Excerpts from the point annotation data
....................

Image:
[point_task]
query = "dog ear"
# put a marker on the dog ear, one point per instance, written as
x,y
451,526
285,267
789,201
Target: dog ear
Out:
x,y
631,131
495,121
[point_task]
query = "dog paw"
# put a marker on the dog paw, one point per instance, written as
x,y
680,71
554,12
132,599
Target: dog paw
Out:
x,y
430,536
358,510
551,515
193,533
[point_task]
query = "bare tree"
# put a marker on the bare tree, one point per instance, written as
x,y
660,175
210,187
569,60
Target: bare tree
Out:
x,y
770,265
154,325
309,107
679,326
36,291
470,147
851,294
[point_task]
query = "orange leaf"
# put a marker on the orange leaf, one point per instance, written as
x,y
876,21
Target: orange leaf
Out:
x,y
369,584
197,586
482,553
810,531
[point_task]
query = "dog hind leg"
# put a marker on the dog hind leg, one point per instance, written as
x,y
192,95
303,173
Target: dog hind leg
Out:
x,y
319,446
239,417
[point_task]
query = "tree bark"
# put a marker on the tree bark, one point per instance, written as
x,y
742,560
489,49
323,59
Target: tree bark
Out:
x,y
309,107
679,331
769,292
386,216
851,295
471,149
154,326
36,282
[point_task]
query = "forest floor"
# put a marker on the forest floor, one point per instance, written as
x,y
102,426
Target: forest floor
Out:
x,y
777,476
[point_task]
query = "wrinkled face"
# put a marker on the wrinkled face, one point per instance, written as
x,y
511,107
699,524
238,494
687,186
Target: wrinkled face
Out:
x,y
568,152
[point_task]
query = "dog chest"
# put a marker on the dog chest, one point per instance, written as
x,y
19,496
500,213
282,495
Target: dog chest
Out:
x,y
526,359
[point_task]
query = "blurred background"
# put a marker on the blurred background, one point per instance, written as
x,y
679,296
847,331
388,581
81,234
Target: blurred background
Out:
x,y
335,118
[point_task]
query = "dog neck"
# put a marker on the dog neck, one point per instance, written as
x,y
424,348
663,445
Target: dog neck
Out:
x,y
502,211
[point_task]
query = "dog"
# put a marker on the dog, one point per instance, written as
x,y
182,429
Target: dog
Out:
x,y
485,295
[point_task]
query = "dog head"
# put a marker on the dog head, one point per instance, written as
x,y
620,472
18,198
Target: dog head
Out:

....................

WHAT IS BEING ASKED —
Gather every line of the records above that contains the string "chest". Case counts.

PROBLEM SOLUTION —
query = "dog chest"
# put a marker on the dog chest, one point per instance, written as
Target: dog chest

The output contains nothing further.